* What you should do *
Copy each line of the data below word for word, without any changes.

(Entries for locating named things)
▽

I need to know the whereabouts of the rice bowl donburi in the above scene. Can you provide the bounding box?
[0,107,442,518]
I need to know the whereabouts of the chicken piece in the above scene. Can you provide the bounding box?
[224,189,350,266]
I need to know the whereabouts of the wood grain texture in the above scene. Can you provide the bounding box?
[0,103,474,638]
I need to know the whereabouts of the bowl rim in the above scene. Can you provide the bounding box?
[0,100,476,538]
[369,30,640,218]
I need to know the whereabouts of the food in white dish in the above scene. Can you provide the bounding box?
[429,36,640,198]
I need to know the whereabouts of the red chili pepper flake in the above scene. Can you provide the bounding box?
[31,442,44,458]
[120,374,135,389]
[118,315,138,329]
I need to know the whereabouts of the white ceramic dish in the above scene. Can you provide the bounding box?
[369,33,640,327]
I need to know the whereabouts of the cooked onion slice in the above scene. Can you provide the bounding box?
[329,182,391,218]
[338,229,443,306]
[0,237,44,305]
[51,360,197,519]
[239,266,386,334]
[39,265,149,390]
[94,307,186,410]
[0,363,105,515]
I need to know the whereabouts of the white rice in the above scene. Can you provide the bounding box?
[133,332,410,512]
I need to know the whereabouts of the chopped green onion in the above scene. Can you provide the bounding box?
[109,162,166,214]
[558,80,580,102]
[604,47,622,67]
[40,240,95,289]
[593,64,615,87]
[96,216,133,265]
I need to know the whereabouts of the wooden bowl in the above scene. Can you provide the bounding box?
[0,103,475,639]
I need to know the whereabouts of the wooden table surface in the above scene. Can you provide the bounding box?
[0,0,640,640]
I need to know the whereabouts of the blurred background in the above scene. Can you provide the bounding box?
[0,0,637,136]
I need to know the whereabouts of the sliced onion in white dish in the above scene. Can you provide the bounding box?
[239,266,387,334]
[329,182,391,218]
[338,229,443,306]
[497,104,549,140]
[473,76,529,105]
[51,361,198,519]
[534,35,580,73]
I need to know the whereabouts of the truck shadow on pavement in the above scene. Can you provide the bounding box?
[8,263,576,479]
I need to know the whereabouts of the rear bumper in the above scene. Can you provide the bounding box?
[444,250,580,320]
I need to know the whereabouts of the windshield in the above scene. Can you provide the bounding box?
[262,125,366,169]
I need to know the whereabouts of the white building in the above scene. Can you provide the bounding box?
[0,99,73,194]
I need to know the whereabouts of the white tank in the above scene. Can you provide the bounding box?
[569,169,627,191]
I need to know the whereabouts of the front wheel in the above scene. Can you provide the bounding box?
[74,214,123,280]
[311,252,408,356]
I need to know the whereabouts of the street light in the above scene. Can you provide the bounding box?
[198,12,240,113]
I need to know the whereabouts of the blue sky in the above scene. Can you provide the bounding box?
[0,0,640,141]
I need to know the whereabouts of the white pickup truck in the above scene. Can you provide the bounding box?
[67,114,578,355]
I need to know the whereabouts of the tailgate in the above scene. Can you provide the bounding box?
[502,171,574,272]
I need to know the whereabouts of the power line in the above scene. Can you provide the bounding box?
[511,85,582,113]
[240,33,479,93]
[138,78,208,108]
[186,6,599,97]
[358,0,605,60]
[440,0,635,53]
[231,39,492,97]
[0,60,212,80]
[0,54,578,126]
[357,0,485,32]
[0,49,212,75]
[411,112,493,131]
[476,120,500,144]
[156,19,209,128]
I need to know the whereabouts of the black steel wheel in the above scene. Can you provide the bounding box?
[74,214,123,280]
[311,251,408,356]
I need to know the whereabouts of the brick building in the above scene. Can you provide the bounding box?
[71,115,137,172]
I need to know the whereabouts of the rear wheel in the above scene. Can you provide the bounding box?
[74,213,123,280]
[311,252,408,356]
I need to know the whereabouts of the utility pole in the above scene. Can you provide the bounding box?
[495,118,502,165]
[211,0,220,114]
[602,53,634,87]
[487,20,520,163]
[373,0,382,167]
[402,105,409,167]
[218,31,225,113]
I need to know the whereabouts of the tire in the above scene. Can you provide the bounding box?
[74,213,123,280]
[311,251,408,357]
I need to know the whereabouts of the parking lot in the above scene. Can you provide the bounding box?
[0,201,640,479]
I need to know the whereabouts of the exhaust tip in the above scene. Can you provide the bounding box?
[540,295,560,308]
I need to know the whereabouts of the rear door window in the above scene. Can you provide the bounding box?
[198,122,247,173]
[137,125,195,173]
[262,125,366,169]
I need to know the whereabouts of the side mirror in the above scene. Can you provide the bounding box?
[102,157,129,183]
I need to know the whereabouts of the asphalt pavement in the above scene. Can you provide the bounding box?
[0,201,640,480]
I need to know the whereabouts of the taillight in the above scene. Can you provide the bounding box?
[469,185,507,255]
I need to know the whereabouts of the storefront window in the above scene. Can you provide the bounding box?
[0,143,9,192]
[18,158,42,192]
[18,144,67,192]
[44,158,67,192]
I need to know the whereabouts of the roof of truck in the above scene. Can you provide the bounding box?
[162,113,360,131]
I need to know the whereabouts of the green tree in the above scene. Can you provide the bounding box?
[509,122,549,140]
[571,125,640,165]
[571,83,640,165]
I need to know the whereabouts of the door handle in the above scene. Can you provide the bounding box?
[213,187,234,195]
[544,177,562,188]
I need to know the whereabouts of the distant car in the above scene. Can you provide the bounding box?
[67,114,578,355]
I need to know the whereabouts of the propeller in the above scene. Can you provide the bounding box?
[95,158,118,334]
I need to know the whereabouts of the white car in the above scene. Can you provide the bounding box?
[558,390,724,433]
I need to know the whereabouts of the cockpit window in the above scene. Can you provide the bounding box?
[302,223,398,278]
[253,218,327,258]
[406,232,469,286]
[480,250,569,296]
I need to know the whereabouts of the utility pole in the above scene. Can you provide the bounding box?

△

* Solved problem *
I need to know the whereabouts of the rice bowl donburi in the above scene. Can you provide the bounding box?
[0,107,442,518]
I need to know the whereabouts of the chicken piece in the above scene. Can you provide the bounding box?
[224,189,350,266]
I need to know the whereabouts of the wood grain texture in the above scene. Can you provide the bounding box?
[0,103,474,638]
I need to know the whereabouts of the bowl rim in the above scene. Can you provide the bounding box?
[0,100,476,538]
[369,30,640,218]
I need to know the whereabouts of the food in white dish in the above scene. Can you provide the bounding box?
[429,36,640,198]
I need to know the whereabouts of the red chili pepper flake in the above scene. Can you provide the bounding box?
[31,442,44,458]
[120,374,135,389]
[118,315,138,329]
I need to know the whereabouts of the white ceramic dish in the above scene. Can you provide the bounding box?
[369,33,640,327]
I need to know the whereabouts of the cooked onion slice in the above scene. Can you provide the bounding box?
[329,182,391,218]
[338,229,443,306]
[0,237,44,305]
[51,360,197,519]
[239,266,386,334]
[39,265,149,390]
[94,307,186,410]
[0,363,105,515]
I need to know the whereabouts of the white rice in the above scene. Can you provide the bounding box?
[133,332,410,512]
I need to know the whereabouts of the chopped green onion in the above scene. Can you provide the bounding box?
[109,162,166,214]
[558,80,580,102]
[604,47,622,67]
[40,240,95,289]
[593,64,615,87]
[96,216,133,265]
I need to know the whereabouts of the wooden bowl in the above scene. Can you provide the bounding box?
[0,103,475,639]
I need to know the whereabouts of the wooden table surface in the above scene. Can you provide the bounding box?
[0,0,640,640]
I need to know the whereabouts of the blurred background in the above scene. Can you provide the bounding box?
[0,0,637,136]
I need to know the whereabouts of the sliced onion in white dish in the above scene. Can you provide the bounding box?
[239,266,387,334]
[329,182,391,218]
[338,229,443,306]
[497,104,549,140]
[473,76,529,105]
[51,361,198,519]
[534,35,580,73]
I need to know the whereabouts of the truck shadow on pavement in the above scene. Can you provide the bounding box?
[8,263,576,479]
I need to know the whereabouts of the rear bumper in the above scene. Can you provide the bounding box?
[444,250,580,320]
I need to know the whereabouts of the windshield in the above scene. Can you provide the bounding box?
[262,125,366,169]
I need to know the whereabouts of the white building in the above scene. Can you provide the bounding box?
[0,99,73,194]
I need to know the whereabouts of the white tank in the above scene. Can you provide the bounding box?
[569,169,627,191]
I need to know the whereabouts of the front wheel in the above scene. Can you provide the bounding box?
[74,214,123,280]
[311,252,408,356]
I need to know the whereabouts of the street light in the above scene. Can you provide the bounding box?
[198,12,240,113]
I need to know the whereabouts of the blue sky in the above scene. Can you provide the bounding box?
[0,0,640,141]
I need to know the whereabouts of the white pickup truck in the above scene. Can you provide the bounding box?
[67,114,578,355]
I need to know the whereabouts of the tailgate in the above scene. Can you provide the bounding box?
[502,171,574,272]
I need to know the whereabouts of the power line in the above scene. Can you provide the bounding box?
[511,85,582,113]
[240,33,479,93]
[138,78,208,108]
[186,6,599,97]
[358,0,605,60]
[440,0,635,53]
[231,39,492,97]
[0,60,212,80]
[0,54,578,126]
[357,0,485,32]
[0,49,212,75]
[411,112,493,131]
[476,120,500,144]
[156,19,209,128]
I need to know the whereabouts of the black steel wheel in the above scene. Can you provide the bounding box?
[74,214,123,280]
[311,251,408,356]
I need to know the whereabouts of the brick building in the above scene. Can you provide the bounding box?
[71,115,137,172]
I need to know the whereabouts of the rear wheel in the above scene. Can you provide the bounding box?
[74,213,123,280]
[311,252,408,356]
I need to know the whereabouts of the utility pole in the above scene. Can you provide the bounding box?
[495,118,502,165]
[211,0,220,114]
[602,53,634,87]
[487,20,520,163]
[373,0,382,167]
[402,105,409,167]
[218,31,225,113]
I need to know the whereabouts of the tire in the above scene. Can you provide the bounding box?
[74,213,123,280]
[311,251,408,357]
I need to know the whereabouts of the parking lot in the above scene. Can you provide the bounding box?
[0,201,640,479]
I need to know the whereabouts of the exhaust tip in the above scene. Can you provide the bounding box?
[540,295,560,308]
I need to know the whereabouts of the rear door window in the above scene. Can you provide the bounding box?
[198,122,247,173]
[137,125,195,173]
[262,125,366,169]
I need to know the whereabouts of the side mirror in the above scene. Can you provide the bounding box?
[102,157,129,183]
I need to know the whereabouts of the asphalt pavement in the above scene. Can you provide the bounding box?
[0,201,640,480]
I need to know the whereabouts of the taillight in the above scene. Can you provide the bounding box?
[469,185,507,255]
I need to know the whereabouts of the storefront window in the above scene. Can you provide the bounding box?
[0,143,9,192]
[18,158,42,192]
[18,144,67,192]
[44,158,67,192]
I need to know the whereabouts of the roof of truck in the above scene. Can you provide the bounding box?
[162,113,360,131]
I need to know the whereabouts of the green tree in the above scene. Can you provide the bounding box?
[509,122,549,140]
[571,125,640,165]
[571,83,640,165]
I need to know the whereabouts of the door handle in the above scene. Can you provide the bounding box?
[213,187,234,195]
[544,177,562,188]
I need to know the whereabouts of the distant car in the above scene. Can you provide the bounding box?
[67,114,578,355]
I need to know the whereabouts of the propeller in the above scene. Can you provide the bounding box?
[95,158,118,334]
I need to know the whereabouts of the white car in the above scene. Can you provide the bounding box?
[558,390,724,433]
I need to know the whereabouts of the cockpit window in the above scene. Can you provide the bounding box?
[302,223,398,278]
[253,218,327,258]
[406,232,469,286]
[480,250,569,296]
I need to know the whereabouts of the utility pole in the above scene. Can you provide the bounding box?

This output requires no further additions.